■ Natural language region descriptions
* * *

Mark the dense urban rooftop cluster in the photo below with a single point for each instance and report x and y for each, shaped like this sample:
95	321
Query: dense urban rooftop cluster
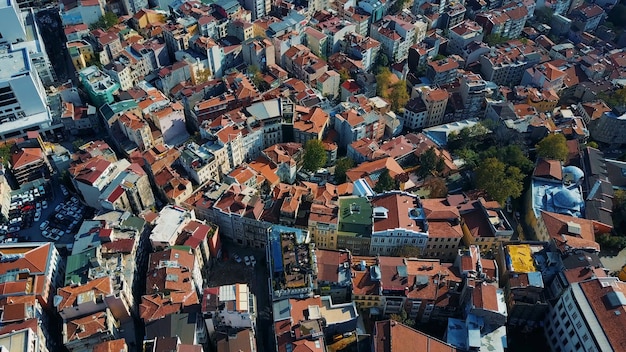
324	175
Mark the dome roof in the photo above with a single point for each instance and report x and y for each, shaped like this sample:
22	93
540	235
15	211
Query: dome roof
566	199
575	174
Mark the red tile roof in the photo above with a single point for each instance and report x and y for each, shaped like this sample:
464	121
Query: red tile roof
390	335
118	345
70	294
25	157
612	319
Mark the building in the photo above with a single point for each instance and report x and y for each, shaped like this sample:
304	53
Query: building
436	101
354	224
334	274
92	177
229	307
29	164
586	316
99	86
31	269
291	261
443	71
484	224
303	323
398	220
168	225
129	191
238	213
526	268
86	332
507	21
390	335
395	36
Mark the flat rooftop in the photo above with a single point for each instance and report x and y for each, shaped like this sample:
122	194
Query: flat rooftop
167	224
337	313
13	62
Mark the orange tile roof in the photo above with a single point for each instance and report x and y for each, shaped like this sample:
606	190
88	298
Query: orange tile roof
25	157
157	306
118	345
611	323
70	294
390	335
87	326
398	206
549	168
367	168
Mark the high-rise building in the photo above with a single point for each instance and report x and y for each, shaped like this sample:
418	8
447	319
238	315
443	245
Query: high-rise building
24	69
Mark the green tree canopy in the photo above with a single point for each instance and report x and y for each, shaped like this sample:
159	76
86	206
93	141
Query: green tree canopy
430	164
383	82
314	155
381	62
344	75
511	155
407	251
554	146
436	187
108	20
498	180
399	96
343	164
385	182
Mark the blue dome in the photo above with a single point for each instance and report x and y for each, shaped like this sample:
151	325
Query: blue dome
573	174
566	199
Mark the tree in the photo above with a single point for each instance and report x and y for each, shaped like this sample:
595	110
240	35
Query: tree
554	146
385	182
383	79
436	187
511	155
314	155
5	153
344	164
402	318
203	75
78	143
399	96
108	20
344	75
617	16
407	251
430	163
495	39
498	180
381	62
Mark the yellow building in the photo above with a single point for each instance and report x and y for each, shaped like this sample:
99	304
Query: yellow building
81	53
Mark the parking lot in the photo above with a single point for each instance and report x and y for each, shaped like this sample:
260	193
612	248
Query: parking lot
44	216
229	271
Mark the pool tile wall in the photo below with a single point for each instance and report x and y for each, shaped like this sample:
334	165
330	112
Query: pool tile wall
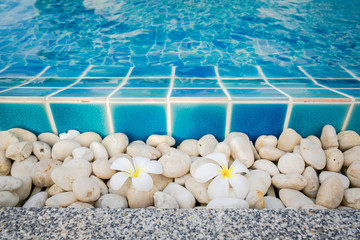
185	102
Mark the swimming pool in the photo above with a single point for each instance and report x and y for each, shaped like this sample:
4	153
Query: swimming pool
178	33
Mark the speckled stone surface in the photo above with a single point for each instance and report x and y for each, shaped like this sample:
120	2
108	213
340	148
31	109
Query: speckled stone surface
56	223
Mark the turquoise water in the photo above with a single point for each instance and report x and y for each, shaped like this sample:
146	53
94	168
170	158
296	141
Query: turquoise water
187	32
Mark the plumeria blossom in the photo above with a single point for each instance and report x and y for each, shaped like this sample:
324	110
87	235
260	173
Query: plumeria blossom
138	170
223	176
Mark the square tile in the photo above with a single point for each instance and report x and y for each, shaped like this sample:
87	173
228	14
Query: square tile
139	121
246	118
83	117
196	120
246	71
107	71
154	71
196	72
30	116
196	83
309	119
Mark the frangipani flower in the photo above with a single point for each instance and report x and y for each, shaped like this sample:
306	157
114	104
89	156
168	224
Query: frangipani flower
137	171
223	176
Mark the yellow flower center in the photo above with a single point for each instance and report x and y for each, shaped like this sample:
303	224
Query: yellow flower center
226	173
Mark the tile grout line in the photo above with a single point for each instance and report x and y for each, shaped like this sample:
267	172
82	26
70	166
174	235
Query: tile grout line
290	99
107	101
229	104
168	103
351	108
47	104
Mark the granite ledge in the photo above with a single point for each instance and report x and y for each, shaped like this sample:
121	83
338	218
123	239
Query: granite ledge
57	223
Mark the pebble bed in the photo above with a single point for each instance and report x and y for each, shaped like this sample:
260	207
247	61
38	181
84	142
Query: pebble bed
73	170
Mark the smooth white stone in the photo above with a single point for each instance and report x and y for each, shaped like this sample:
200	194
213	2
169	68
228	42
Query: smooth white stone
49	138
8	199
63	149
206	145
313	183
154	140
291	180
19	151
83	152
183	196
259	180
294	199
9	183
313	154
115	143
175	163
334	159
266	166
85	139
144	150
41	172
273	203
241	150
23	134
111	201
344	180
23	168
265	140
228	203
288	139
330	193
291	163
7	138
61	200
38	200
163	200
271	153
99	151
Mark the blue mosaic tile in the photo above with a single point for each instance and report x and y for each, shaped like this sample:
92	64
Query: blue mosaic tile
246	71
196	120
82	117
327	72
354	123
138	122
147	83
195	83
22	71
108	71
309	119
154	71
98	83
196	92
273	71
256	94
51	82
258	119
30	116
140	93
64	71
293	83
245	83
196	72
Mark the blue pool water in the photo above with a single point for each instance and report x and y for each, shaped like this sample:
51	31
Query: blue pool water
174	32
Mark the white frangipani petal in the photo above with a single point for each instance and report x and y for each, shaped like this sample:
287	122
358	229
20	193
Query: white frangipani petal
218	188
240	184
122	164
154	167
143	182
118	180
238	167
220	158
206	172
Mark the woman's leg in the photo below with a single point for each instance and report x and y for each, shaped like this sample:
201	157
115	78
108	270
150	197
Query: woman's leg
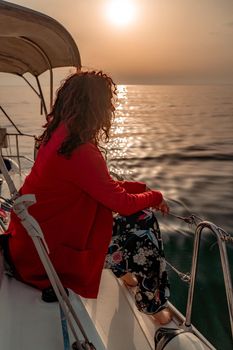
136	254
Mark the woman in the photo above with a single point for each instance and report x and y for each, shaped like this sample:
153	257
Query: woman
76	196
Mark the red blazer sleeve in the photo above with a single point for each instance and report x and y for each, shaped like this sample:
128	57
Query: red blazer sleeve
90	173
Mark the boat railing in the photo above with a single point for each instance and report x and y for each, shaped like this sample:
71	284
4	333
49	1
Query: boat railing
222	238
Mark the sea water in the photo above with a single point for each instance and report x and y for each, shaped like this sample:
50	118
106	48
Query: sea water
178	139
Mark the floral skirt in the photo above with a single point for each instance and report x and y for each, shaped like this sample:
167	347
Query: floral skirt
137	247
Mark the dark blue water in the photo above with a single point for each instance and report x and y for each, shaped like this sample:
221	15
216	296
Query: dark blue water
179	139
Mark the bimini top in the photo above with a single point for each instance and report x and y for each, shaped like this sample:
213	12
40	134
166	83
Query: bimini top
31	42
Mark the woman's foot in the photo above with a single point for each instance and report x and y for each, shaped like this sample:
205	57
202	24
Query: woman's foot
130	279
163	317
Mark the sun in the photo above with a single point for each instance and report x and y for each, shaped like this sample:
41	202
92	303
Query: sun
120	12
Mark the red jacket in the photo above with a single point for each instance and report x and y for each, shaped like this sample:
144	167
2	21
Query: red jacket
75	201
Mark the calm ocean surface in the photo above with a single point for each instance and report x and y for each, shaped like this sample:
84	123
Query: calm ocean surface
178	139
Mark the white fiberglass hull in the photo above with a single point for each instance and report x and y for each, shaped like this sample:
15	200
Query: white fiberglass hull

* * *

■ Directions
Looking at the entries, work out how many lines include the word "fiberglass" and give the number by itself.

■ Solution
2